INPUT DATA Block Start

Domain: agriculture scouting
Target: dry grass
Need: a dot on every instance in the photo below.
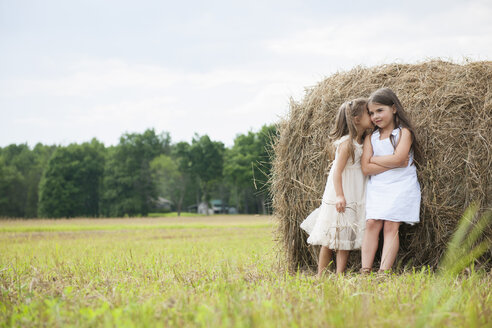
(451, 107)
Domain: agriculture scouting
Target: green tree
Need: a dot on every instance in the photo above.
(171, 182)
(247, 169)
(70, 185)
(206, 163)
(20, 173)
(128, 185)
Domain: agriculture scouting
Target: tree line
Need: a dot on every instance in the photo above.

INPUT DATA Block End

**REQUIREMENT**
Each record above goes into the copy word for word; the pictures do not.

**ANSWER**
Domain: agriculture scouting
Target: dry grass
Need: a dot on every instance in the photo below.
(451, 107)
Domain: agriculture scouting
Target: green tree
Need: a dot on every instance in the photo above.
(171, 182)
(247, 169)
(70, 185)
(206, 163)
(20, 173)
(128, 185)
Domain: agriculture scouting
Target: tree line
Need: a dot on every instance in the photo above.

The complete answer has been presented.